Copy out the lines from the one with "Reviewer note: every instance of the black quarter-zip" to the one with "[[731, 1101]]", both included, keeping every character as it stands.
-- Start --
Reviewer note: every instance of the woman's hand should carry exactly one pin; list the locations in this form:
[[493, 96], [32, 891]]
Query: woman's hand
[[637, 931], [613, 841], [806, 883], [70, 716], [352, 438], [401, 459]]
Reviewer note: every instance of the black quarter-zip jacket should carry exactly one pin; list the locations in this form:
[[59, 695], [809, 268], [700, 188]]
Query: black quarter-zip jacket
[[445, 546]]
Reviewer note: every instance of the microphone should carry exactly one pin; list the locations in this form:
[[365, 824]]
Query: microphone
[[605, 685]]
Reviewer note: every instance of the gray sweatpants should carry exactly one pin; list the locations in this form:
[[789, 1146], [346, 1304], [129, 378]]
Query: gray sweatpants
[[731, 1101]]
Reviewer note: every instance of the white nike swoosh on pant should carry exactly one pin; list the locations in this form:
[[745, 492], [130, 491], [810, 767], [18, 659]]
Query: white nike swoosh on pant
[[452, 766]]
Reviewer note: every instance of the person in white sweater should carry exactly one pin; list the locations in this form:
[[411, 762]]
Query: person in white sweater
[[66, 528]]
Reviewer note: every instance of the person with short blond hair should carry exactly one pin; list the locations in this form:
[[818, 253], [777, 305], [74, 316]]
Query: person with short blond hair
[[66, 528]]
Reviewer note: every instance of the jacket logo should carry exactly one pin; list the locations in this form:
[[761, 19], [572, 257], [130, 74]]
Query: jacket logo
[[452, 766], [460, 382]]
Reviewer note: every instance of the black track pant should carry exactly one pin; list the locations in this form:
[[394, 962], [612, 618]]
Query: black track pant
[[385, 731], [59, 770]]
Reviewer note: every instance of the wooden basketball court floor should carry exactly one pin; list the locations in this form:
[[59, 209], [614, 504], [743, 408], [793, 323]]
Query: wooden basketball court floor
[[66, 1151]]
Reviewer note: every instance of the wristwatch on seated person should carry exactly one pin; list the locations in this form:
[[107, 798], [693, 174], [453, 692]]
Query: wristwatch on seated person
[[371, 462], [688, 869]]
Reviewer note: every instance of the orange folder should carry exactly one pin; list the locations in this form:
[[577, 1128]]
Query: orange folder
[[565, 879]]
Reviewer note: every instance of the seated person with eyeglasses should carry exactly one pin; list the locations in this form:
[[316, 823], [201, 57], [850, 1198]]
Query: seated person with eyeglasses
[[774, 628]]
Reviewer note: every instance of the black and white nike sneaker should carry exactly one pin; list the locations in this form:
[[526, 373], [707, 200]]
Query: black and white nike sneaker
-- End --
[RESULT OF THE TASK]
Reviewer note: every instance of the black quarter-zip jacket should carry exactly one pin; list the locations in this form:
[[59, 695], [809, 268], [700, 188]]
Query: black quarter-zip jacket
[[445, 546]]
Reviewer note: every instance of the microphone should carry exactly one pin; list the locations in this form:
[[365, 824]]
Query: microphone
[[605, 685]]
Reviewer note: every instance of the gray sweatpants should carry exactly one pin; list the locations in this form:
[[789, 1146], [346, 1304], [129, 378]]
Query: gray sweatpants
[[731, 1101]]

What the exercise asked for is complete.